* Page text *
United States District Court, S.D. New York

April 25, 2017

Lee, Plaintiff,
Corneil et al., Defendants.


          ANDREW L. CARTER, JR. United States District Judge.

         Pro se plaintiff Gregory Lee sued various New York City employees, including New York County Assistant District Attorney John Buza, for violations of his rights under the federal and state constitutions and state law. Lee alleges that Buza personally directed Lee's imprisonment and prosecution without probable cause that Lee had committed a crime. On March 31, 2016, this Court granted Buza's motion to dismiss the second amended complaint. On May 17, 2016, the Court granted Lee permission to amend his complaint for a fourth time. On June 10, 2016, Lee filed a third amended complaint ("TAC"), and Buza again moved for dismissal for claims related to him alone. On March 31, 2017, the Court granted Buza's motion to dismiss the complaint in its entirety. The Court does so for reasons that follow in this opinion.

         Given the substantial similarity between the second amended complaint and the third amended complaint, the Court presumes familiarity with the facts of the case. See Lee v. Cornell, l:13-cv-8359, 2016 WL 1322444, *1 (S.D.N.Y. 2016).

* Given data *
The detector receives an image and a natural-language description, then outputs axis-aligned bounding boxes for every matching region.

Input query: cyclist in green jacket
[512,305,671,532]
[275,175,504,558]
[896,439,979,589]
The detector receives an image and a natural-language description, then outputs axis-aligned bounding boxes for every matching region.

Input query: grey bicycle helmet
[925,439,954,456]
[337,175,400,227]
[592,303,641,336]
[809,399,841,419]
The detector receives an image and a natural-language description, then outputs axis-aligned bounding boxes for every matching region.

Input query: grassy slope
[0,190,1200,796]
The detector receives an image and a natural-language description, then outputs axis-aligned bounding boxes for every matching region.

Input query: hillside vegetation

* Tasks to complete *
1. According to the court opinion, on what date did Lee file his third amended complaint?
2. Reproduce the listing above verbatim, every line from start to finish.

* Responses to the tasks *
1. June 10, 2016.

2.
The detector receives an image and a natural-language description, then outputs axis-aligned bounding boxes for every matching region.

Input query: cyclist in green jacket
[512,305,671,532]
[275,175,504,558]
[896,439,979,589]
The detector receives an image and a natural-language description, then outputs axis-aligned bounding boxes for every matching region.

Input query: grey bicycle helmet
[925,439,954,456]
[337,175,400,227]
[592,303,641,336]
[809,399,841,419]
The detector receives an image and a natural-language description, then outputs axis-aligned bounding boxes for every matching region.

Input query: grassy slope
[0,190,1200,796]
The detector receives an image and a natural-language description, then outputs axis-aligned bounding boxes for every matching region.

Input query: hillside vegetation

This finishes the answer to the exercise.